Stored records
* * *
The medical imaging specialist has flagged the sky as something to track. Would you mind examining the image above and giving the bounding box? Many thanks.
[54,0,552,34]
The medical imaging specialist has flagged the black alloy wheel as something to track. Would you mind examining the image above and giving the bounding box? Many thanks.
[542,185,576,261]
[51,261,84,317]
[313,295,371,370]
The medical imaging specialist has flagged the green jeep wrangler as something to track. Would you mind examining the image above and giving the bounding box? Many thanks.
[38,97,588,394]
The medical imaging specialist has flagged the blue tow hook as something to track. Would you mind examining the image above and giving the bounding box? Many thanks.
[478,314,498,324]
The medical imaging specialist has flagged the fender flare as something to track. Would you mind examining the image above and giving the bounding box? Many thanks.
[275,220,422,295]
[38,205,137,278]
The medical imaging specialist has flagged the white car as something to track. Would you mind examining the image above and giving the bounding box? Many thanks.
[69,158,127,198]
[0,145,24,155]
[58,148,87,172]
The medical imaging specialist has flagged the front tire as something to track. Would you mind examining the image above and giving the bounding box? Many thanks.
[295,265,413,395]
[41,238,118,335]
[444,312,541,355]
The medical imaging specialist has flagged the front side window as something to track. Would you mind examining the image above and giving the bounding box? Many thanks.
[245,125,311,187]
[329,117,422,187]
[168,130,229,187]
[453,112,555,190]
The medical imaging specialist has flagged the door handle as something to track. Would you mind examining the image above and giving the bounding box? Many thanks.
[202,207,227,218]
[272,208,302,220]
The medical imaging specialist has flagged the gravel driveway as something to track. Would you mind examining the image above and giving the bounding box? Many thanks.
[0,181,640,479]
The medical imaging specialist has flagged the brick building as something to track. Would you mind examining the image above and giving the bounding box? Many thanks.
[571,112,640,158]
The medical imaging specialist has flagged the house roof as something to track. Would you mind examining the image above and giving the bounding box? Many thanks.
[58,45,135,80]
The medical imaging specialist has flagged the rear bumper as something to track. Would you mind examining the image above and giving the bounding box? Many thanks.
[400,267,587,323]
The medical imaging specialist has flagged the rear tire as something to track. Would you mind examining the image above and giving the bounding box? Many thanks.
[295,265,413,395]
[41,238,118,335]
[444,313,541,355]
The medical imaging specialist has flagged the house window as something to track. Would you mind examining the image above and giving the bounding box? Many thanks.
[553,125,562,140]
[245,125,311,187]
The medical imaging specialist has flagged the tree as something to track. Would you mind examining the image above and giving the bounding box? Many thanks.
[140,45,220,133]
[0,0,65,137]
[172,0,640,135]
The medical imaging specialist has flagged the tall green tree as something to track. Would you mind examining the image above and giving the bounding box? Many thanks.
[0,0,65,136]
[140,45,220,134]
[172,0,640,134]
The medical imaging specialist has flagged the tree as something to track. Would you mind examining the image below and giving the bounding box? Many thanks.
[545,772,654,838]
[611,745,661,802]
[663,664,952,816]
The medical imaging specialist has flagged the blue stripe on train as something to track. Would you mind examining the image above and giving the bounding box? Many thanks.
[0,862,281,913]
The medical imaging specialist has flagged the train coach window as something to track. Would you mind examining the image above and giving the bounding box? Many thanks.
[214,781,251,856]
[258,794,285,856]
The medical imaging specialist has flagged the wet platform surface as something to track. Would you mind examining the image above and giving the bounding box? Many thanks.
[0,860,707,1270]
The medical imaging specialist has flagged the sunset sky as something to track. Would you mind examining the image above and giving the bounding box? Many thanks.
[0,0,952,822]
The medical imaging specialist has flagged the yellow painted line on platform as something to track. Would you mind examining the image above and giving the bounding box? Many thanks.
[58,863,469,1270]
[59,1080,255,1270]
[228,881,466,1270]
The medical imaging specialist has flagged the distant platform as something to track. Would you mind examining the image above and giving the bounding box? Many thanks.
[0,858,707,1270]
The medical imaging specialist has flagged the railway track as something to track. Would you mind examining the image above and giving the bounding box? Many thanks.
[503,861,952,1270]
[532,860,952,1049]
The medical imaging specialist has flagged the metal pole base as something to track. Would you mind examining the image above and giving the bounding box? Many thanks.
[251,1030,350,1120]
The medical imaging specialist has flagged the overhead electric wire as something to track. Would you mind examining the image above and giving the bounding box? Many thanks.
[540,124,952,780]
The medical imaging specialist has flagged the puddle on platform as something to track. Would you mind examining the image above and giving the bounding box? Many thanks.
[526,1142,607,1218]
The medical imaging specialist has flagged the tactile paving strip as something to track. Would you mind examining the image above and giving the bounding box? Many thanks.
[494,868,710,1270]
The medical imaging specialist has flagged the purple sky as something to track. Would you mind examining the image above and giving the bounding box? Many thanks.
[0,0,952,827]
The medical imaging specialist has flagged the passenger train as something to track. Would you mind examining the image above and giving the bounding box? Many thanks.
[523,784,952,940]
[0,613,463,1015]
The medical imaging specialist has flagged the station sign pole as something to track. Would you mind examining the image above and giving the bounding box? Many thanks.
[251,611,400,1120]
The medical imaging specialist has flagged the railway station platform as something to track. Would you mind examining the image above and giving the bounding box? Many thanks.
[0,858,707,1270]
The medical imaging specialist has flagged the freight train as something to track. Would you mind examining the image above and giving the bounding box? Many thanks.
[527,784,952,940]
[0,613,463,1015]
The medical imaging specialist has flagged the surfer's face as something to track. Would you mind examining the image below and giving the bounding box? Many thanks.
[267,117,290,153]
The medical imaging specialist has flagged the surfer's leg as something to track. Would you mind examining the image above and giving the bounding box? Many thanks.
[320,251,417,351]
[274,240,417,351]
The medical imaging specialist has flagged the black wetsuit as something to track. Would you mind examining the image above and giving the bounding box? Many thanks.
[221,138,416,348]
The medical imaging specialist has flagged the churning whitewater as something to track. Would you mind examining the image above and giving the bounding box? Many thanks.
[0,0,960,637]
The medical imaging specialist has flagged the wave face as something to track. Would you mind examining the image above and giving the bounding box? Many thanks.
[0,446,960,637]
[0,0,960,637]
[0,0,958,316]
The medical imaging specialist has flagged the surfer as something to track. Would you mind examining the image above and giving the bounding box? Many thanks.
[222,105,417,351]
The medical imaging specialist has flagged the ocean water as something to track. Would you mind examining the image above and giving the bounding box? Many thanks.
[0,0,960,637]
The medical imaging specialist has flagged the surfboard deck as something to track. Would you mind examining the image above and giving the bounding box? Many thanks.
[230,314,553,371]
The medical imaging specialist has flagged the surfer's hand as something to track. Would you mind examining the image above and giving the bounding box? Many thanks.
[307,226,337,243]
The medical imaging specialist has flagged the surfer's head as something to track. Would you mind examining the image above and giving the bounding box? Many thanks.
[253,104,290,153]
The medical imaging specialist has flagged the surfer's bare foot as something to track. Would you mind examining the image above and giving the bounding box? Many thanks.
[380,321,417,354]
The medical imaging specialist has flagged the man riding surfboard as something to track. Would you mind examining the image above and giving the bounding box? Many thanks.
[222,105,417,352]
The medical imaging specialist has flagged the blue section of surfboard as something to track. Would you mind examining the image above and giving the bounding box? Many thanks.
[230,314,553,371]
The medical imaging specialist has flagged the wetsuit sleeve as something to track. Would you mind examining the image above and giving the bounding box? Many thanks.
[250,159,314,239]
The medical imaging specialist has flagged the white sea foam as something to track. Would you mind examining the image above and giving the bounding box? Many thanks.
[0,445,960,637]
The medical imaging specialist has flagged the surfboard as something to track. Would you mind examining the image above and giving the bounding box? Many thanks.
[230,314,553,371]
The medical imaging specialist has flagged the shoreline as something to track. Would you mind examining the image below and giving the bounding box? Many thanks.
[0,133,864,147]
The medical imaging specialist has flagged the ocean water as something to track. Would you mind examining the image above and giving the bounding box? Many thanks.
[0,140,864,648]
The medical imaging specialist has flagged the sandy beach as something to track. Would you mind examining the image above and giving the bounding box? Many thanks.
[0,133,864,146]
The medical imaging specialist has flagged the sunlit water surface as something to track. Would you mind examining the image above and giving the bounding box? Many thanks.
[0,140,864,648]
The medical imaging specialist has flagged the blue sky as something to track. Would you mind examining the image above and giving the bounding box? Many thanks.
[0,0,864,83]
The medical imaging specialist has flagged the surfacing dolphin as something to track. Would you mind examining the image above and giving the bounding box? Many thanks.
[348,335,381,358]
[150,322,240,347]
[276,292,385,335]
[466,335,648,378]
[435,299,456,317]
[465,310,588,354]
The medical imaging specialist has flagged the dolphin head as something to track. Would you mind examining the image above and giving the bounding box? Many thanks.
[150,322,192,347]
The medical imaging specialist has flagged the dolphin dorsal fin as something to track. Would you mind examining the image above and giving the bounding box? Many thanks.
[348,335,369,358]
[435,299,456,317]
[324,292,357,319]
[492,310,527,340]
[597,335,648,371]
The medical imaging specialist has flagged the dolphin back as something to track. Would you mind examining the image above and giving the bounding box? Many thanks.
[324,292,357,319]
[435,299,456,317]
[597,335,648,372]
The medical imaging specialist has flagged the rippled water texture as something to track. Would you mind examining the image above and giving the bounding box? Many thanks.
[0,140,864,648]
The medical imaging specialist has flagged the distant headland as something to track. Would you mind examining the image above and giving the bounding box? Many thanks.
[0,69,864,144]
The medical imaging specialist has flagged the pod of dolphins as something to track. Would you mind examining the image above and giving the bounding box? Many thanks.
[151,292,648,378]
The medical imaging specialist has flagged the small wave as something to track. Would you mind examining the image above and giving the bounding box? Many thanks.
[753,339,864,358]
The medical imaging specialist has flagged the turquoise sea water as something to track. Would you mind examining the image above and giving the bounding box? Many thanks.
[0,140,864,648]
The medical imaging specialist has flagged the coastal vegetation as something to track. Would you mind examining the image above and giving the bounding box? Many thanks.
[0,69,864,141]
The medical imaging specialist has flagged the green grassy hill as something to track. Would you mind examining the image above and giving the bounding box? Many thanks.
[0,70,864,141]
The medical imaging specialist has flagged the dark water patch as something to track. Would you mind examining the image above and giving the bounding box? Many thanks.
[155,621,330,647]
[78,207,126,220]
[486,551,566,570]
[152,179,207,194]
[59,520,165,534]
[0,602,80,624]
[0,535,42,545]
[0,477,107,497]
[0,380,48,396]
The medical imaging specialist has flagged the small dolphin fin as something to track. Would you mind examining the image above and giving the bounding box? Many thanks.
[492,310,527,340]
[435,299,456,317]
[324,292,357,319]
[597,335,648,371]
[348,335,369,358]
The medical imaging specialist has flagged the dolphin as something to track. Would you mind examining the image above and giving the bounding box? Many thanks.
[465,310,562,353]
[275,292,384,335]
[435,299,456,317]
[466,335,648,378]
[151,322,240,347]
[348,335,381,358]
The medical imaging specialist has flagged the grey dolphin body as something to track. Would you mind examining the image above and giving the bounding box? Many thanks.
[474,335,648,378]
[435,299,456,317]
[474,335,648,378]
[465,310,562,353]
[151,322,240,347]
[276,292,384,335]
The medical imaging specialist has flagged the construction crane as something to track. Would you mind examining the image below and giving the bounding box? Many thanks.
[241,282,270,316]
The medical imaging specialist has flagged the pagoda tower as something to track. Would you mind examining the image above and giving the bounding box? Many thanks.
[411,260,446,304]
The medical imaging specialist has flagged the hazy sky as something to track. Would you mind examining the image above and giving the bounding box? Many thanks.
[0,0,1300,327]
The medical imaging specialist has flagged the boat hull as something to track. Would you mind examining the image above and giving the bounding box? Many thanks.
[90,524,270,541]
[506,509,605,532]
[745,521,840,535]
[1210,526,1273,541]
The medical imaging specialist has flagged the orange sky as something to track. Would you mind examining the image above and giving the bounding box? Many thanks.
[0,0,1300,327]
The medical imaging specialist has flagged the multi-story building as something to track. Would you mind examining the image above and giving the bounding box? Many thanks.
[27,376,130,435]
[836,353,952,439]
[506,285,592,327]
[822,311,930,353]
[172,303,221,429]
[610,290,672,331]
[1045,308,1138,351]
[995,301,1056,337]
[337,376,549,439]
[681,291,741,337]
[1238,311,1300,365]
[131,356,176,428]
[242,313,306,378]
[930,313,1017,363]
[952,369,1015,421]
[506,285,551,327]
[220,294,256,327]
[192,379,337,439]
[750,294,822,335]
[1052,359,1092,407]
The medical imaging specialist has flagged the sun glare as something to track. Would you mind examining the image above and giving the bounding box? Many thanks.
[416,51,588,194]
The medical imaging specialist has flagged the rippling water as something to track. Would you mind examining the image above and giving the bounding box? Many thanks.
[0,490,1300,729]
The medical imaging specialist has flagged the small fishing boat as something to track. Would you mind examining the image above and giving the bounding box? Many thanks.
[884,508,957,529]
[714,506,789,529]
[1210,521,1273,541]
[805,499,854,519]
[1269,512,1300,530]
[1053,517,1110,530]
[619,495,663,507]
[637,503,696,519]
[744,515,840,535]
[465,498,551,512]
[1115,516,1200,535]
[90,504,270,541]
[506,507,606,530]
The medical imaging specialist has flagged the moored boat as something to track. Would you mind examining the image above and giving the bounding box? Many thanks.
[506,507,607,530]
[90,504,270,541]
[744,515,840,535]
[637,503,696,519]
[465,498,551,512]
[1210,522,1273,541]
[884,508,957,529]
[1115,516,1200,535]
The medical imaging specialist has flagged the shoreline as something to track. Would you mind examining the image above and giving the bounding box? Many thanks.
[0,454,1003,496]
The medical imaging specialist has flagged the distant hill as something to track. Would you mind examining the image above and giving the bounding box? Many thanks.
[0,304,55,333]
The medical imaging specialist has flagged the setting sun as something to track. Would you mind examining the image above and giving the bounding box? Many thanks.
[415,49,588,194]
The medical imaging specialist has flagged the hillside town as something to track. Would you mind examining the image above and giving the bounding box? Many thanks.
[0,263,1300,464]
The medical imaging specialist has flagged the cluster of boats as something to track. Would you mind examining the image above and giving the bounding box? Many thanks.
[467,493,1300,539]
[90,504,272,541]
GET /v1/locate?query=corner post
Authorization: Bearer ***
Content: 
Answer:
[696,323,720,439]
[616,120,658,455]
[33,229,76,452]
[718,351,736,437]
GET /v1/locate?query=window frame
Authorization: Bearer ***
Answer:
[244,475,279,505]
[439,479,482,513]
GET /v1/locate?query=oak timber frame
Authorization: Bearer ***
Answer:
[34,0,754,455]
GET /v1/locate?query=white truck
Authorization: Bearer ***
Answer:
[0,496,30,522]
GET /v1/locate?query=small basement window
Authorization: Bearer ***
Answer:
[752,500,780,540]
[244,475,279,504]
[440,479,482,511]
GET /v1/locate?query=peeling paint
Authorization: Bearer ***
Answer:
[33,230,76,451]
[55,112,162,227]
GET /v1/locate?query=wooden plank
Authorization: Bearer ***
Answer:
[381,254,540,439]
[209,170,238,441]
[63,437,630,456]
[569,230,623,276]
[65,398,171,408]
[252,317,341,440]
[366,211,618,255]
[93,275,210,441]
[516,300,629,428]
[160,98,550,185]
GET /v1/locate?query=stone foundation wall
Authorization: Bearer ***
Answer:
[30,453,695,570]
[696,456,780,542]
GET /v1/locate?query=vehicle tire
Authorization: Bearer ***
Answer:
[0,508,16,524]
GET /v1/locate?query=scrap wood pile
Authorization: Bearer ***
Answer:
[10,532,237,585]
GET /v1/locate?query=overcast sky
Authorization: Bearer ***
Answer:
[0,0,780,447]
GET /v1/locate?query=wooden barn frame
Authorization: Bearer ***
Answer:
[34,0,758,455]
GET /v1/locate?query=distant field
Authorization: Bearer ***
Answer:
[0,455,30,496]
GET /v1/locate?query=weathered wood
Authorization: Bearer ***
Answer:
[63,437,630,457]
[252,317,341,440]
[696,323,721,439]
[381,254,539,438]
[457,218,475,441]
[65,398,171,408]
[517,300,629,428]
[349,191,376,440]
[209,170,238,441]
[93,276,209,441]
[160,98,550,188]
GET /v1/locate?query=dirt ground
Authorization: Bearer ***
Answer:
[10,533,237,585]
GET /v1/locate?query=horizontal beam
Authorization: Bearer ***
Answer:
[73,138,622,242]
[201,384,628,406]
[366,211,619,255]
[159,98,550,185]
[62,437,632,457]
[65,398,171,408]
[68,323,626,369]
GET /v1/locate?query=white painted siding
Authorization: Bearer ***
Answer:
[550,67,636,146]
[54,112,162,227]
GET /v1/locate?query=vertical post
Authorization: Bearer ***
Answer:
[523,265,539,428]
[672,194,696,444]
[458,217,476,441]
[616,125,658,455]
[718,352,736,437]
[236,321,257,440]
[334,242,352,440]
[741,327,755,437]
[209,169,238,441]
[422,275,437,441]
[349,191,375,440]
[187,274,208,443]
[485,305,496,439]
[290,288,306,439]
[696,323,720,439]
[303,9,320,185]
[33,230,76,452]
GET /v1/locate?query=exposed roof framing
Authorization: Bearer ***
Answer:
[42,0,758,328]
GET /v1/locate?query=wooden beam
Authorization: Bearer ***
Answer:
* * *
- _WHAT IS NEEDED_
Put the entries into a two-column CSV with the headers entry_text and answer, one row per entry. Put each field in double quotes with its line breaks replaced by spaces, and cover only the entries from the line that contains "The medical imaging specialist has flagged the cluster" through the line that contains "[718,351,736,437]", both included.

- _WORKED ANSWER_
entry_text,answer
"The medical imaging specialist has flagged the cluster of boats as something to track. Would you mind examining the image above and giving the bounding box? Many thanks.","[467,493,1300,539] [90,504,272,541]"
"GET /v1/locate?query=corner post Authorization: Bearer *** Content: Answer:","[696,323,720,439] [616,120,658,455] [33,229,76,452] [718,351,736,437]"